Restate exactly, and only, the lines spanning from the one with "blue sky in the photo above." to the end of the records below.

____ Data extracts

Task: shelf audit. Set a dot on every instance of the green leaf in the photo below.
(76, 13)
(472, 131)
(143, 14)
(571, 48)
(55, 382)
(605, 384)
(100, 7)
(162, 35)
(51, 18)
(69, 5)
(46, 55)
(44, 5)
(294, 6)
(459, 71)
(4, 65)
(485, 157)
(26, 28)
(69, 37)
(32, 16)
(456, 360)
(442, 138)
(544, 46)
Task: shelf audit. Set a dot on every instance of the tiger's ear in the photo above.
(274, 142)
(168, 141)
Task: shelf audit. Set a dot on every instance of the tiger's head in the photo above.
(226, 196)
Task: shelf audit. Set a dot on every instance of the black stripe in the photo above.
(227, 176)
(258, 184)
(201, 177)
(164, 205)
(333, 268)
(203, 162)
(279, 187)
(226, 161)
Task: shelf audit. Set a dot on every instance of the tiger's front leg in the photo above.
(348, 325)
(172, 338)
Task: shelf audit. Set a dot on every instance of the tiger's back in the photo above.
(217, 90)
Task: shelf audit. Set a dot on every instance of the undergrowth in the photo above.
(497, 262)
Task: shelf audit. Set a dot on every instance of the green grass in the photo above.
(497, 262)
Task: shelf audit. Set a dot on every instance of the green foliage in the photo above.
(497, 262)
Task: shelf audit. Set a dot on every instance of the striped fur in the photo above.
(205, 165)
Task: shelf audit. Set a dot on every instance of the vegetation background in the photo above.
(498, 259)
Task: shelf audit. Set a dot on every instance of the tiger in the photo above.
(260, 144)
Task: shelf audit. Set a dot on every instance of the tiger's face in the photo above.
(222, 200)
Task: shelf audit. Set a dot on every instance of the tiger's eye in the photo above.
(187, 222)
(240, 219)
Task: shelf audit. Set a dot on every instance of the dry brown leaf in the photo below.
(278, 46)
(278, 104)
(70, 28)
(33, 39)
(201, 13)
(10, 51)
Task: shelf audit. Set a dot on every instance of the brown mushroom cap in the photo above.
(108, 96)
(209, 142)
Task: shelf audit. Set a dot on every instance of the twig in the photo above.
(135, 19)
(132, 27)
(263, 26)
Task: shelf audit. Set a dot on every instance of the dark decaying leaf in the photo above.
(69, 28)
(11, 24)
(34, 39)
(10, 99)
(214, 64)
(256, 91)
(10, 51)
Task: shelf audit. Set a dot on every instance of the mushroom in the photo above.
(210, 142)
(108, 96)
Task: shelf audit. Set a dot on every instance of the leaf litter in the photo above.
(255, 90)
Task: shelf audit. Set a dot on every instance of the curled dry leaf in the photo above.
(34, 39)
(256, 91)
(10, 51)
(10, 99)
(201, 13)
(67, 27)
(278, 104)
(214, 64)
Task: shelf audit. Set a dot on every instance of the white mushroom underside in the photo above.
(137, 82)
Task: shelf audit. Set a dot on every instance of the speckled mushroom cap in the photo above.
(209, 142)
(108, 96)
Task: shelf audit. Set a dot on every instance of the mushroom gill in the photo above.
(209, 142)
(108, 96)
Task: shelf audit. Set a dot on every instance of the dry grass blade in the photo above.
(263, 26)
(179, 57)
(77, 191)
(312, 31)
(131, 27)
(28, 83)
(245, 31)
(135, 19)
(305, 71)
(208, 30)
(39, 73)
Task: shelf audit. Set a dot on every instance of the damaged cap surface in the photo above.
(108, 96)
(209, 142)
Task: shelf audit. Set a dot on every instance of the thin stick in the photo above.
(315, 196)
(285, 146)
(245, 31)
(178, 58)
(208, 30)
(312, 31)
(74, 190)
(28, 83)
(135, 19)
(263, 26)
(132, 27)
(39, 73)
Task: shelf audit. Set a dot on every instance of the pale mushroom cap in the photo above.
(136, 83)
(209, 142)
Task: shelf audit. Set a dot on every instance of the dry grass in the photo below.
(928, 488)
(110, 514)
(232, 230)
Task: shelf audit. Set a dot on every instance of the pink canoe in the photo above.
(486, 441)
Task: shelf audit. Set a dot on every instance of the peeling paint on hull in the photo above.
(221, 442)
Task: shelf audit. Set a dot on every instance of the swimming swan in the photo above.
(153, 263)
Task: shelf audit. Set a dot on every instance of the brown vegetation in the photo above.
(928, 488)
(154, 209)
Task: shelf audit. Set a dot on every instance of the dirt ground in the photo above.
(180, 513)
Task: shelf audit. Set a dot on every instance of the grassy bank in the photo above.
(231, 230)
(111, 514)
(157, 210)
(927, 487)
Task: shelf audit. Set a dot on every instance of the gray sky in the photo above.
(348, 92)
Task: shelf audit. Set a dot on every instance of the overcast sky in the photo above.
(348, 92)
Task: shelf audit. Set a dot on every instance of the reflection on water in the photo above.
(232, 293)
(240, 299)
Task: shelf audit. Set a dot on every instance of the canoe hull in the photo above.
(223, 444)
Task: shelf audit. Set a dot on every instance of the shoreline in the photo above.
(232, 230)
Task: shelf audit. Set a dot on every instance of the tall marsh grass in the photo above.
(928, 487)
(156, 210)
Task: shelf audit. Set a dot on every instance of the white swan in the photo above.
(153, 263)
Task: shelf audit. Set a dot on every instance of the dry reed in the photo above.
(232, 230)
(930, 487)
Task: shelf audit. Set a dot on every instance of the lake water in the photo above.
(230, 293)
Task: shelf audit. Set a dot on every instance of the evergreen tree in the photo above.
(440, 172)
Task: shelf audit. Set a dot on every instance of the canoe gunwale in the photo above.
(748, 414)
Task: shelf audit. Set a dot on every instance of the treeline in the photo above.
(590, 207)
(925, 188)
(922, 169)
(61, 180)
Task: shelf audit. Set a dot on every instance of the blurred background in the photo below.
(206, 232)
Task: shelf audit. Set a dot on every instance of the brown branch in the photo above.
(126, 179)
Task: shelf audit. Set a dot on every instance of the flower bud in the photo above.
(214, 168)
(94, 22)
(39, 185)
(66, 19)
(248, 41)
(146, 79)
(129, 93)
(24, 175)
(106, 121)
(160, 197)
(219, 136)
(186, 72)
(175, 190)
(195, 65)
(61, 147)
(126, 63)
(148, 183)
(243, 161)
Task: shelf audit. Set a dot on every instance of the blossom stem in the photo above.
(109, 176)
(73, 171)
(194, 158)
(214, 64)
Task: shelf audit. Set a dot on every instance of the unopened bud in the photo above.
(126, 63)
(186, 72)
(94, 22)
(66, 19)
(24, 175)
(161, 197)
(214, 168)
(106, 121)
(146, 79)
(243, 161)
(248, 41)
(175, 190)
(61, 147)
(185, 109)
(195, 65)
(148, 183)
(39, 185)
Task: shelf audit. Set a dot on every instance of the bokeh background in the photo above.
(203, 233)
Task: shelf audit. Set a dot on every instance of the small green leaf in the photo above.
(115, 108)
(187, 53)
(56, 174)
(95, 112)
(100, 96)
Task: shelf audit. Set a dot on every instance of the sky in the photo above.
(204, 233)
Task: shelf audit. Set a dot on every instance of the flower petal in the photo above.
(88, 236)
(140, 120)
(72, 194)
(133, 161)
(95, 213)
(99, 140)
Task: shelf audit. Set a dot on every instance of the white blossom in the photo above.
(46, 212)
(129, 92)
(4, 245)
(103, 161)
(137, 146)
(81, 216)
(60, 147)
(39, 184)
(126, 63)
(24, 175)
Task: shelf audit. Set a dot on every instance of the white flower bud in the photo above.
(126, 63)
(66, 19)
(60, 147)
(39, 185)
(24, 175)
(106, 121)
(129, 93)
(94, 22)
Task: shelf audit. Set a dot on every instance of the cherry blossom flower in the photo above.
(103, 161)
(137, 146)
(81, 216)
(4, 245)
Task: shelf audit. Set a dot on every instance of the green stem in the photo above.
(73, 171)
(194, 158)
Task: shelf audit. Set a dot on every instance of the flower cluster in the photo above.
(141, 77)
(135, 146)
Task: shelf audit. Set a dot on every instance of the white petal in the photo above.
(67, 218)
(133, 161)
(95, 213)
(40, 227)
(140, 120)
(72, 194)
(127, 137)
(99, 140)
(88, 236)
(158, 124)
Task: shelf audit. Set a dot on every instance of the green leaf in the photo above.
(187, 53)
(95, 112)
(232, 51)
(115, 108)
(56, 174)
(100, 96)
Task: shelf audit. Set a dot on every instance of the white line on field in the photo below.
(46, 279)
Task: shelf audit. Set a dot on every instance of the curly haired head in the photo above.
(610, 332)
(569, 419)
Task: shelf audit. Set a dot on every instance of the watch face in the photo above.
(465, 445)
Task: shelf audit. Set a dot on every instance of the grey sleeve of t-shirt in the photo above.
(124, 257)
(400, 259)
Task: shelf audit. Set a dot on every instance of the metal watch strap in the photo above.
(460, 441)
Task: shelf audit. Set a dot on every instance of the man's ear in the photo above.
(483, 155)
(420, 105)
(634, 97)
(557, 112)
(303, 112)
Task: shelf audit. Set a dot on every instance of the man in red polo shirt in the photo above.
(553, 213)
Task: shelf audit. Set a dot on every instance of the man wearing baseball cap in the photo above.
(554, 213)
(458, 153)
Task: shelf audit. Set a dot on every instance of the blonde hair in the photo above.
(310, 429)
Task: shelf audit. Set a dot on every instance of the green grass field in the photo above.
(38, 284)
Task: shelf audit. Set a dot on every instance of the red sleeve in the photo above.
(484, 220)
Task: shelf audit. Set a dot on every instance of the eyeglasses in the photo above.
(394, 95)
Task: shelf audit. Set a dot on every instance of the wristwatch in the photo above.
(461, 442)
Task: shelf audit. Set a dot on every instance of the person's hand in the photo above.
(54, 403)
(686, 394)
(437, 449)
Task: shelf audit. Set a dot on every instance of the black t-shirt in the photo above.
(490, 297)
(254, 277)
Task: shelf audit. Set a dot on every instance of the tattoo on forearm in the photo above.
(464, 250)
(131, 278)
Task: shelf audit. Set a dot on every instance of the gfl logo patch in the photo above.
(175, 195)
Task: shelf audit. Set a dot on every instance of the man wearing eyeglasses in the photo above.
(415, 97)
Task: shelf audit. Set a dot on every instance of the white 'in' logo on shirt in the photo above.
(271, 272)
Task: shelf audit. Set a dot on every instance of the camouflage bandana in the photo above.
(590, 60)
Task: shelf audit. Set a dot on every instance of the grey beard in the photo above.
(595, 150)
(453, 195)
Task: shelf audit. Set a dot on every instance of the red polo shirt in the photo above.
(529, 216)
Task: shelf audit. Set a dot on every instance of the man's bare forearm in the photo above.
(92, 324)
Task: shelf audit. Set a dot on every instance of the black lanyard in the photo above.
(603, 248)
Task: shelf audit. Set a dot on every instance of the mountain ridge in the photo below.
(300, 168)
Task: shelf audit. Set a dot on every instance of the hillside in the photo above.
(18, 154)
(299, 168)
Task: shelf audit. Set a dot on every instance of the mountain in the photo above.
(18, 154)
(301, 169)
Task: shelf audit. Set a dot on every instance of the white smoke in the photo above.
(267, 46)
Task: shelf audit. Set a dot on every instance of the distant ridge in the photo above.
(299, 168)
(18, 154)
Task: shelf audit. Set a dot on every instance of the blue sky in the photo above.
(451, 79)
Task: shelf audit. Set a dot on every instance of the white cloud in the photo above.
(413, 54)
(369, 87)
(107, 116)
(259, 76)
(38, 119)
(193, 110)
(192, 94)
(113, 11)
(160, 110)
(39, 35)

________

- _Task solution_:
Task: shelf audit. Set a dot on every instance of the blue sky in the photo above.
(451, 79)
Task: shelf audit. Set a dot on every instance of the white cloud in the photo above.
(413, 54)
(369, 87)
(107, 116)
(259, 76)
(38, 119)
(193, 110)
(192, 94)
(113, 11)
(160, 110)
(39, 35)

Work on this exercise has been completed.